__Assigned task__: Beneath this task is a listing; retype all of it exactly.
..............................
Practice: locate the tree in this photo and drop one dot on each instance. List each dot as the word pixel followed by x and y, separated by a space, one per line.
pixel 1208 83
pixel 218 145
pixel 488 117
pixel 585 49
..............................
__Answer to this task__:
Practice: locate the tree in this photo and drop one dot on each instance. List each dot as the word pixel followed by x and y, separated by a space, one per line.
pixel 1208 83
pixel 218 145
pixel 488 117
pixel 585 49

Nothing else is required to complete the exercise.